REQUEST
Below is a listing to write out in full, exactly as given, without its pictures.

***** ENTRIES

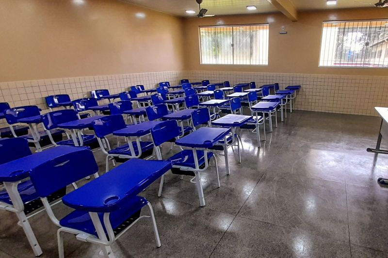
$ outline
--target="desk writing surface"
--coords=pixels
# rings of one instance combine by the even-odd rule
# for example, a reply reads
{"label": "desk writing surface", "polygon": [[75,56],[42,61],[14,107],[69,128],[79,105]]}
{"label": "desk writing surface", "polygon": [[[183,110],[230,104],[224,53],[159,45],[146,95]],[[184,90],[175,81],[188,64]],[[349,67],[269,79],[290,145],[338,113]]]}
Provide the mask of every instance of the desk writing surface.
{"label": "desk writing surface", "polygon": [[388,107],[383,107],[382,106],[375,106],[374,109],[378,113],[379,115],[381,118],[388,123]]}

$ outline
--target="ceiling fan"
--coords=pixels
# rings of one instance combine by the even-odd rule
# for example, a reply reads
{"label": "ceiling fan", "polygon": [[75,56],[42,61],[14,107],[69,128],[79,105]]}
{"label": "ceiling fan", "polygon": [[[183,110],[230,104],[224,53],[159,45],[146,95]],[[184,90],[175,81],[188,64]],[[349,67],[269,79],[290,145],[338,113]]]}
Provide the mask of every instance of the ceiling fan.
{"label": "ceiling fan", "polygon": [[[388,1],[388,0],[387,0],[387,1]],[[212,15],[205,15],[205,14],[208,11],[208,9],[201,8],[201,4],[202,3],[202,0],[195,0],[195,1],[199,5],[199,12],[197,15],[197,17],[198,18],[202,18],[203,17],[212,17],[214,16]]]}
{"label": "ceiling fan", "polygon": [[379,0],[379,2],[376,3],[366,3],[365,2],[355,2],[355,3],[365,3],[366,4],[371,4],[372,5],[374,5],[375,7],[379,7],[380,8],[383,8],[384,7],[388,7],[388,0]]}

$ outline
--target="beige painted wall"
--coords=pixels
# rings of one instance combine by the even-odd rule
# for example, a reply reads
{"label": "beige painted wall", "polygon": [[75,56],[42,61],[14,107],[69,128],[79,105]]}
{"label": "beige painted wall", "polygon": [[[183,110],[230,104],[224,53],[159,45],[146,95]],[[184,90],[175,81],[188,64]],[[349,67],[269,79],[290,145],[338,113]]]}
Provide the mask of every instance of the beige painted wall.
{"label": "beige painted wall", "polygon": [[0,82],[183,69],[181,18],[84,2],[0,0]]}
{"label": "beige painted wall", "polygon": [[[318,67],[323,21],[387,18],[386,10],[360,8],[299,12],[296,22],[291,21],[280,13],[186,18],[184,21],[185,68],[187,70],[387,76],[388,69]],[[198,26],[265,23],[270,24],[268,66],[200,64]],[[279,34],[282,25],[286,26],[288,34]]]}

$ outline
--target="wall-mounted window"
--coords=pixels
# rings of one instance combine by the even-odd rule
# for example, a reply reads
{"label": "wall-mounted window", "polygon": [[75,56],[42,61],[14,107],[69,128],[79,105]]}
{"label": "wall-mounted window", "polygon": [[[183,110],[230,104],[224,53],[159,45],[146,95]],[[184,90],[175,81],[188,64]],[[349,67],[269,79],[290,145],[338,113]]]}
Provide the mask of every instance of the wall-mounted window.
{"label": "wall-mounted window", "polygon": [[268,65],[268,24],[199,27],[201,63]]}
{"label": "wall-mounted window", "polygon": [[388,20],[323,23],[320,66],[388,68],[387,51]]}

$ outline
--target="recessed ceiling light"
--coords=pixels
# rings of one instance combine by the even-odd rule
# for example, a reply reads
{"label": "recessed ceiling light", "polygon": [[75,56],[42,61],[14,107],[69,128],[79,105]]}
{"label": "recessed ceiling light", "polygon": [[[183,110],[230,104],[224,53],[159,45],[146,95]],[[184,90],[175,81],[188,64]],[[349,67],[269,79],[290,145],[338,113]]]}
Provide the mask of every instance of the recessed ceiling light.
{"label": "recessed ceiling light", "polygon": [[73,3],[78,5],[82,5],[85,3],[84,0],[73,0]]}
{"label": "recessed ceiling light", "polygon": [[144,13],[136,13],[135,14],[135,16],[139,19],[144,19],[146,18],[146,14]]}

**********

RESULT OF THE TASK
$ outline
--target="desk writing surface"
--coords=pixels
# rings of one instance combine by the even-odd rule
# for example, a reply reads
{"label": "desk writing surface", "polygon": [[75,56],[42,61],[14,107],[69,128],[79,105]]}
{"label": "desk writing surface", "polygon": [[[183,110],[230,104],[224,53],[159,45],[146,95]],[[184,90],[175,81],[188,64]],[[349,67],[269,79],[290,145],[338,113]]]}
Provide the mask of every instance of the desk writing surface.
{"label": "desk writing surface", "polygon": [[388,107],[383,107],[382,106],[375,106],[374,109],[378,113],[379,115],[381,118],[388,123]]}

$ outline
--target="ceiling fan"
--coords=pixels
# rings of one instance combine by the even-odd rule
# for example, a reply reads
{"label": "ceiling fan", "polygon": [[75,56],[42,61],[14,107],[69,128],[79,105]]}
{"label": "ceiling fan", "polygon": [[[183,110],[230,104],[224,53],[159,45],[146,95]],[[184,90],[175,81],[188,64]],[[349,67],[269,79],[290,145],[338,113]]]}
Provide the mask of every instance of the ceiling fan.
{"label": "ceiling fan", "polygon": [[[388,1],[388,0],[387,0],[387,1]],[[212,15],[205,15],[205,14],[208,11],[208,9],[201,8],[201,4],[202,3],[202,0],[195,0],[195,1],[199,5],[199,12],[197,15],[197,17],[198,18],[202,18],[203,17],[212,17],[214,16]]]}
{"label": "ceiling fan", "polygon": [[379,0],[379,2],[376,3],[366,3],[365,2],[355,2],[355,3],[365,3],[366,4],[371,4],[372,5],[374,5],[375,7],[379,7],[380,8],[383,8],[384,7],[388,7],[388,0]]}

$ outline
--target="beige painted wall"
--coords=pixels
# rings of one instance combine by the even-odd rule
# for example, a reply reads
{"label": "beige painted wall", "polygon": [[75,56],[42,61],[14,107],[69,128],[79,105]]}
{"label": "beige painted wall", "polygon": [[[183,110],[230,104],[224,53],[159,45],[146,95]],[[184,90],[175,81],[188,64]],[[349,67],[269,79],[290,145],[338,113]]]}
Provide the mask of every instance of the beige painted wall.
{"label": "beige painted wall", "polygon": [[0,82],[183,69],[181,18],[84,2],[0,0]]}
{"label": "beige painted wall", "polygon": [[[318,67],[323,21],[387,18],[386,10],[360,8],[299,12],[296,22],[291,21],[280,13],[186,18],[184,21],[185,68],[187,70],[387,76],[388,69]],[[198,26],[265,23],[270,24],[268,66],[200,64]],[[279,34],[282,25],[286,26],[288,34]]]}

$ outline
--target="wall-mounted window"
--coords=pixels
# rings of one instance combine by the even-odd rule
# for example, a reply reads
{"label": "wall-mounted window", "polygon": [[75,56],[42,61],[14,107],[69,128],[79,105]]}
{"label": "wall-mounted window", "polygon": [[[183,110],[230,104],[224,53],[159,45],[146,95]],[[184,90],[175,81],[188,64]],[[349,67],[269,79],[290,145],[338,113]]]}
Provide the mask of every instance of the wall-mounted window.
{"label": "wall-mounted window", "polygon": [[268,65],[268,24],[199,27],[201,63]]}
{"label": "wall-mounted window", "polygon": [[388,20],[323,23],[320,66],[388,68],[387,51]]}

$ outline
--target="recessed ceiling light"
--coords=pixels
# rings of one instance combine by the even-odd rule
# for example, a reply reads
{"label": "recessed ceiling light", "polygon": [[75,56],[42,61],[14,107],[69,128],[79,105]]}
{"label": "recessed ceiling light", "polygon": [[[183,110],[230,104],[224,53],[159,45],[146,95]],[[184,90],[175,81],[188,64]],[[349,67],[269,79],[290,145],[338,113]]]}
Provide the mask of every instance of the recessed ceiling light.
{"label": "recessed ceiling light", "polygon": [[73,3],[78,5],[82,5],[85,3],[84,0],[73,0]]}
{"label": "recessed ceiling light", "polygon": [[144,13],[136,13],[135,14],[135,16],[139,19],[144,19],[146,18],[146,14]]}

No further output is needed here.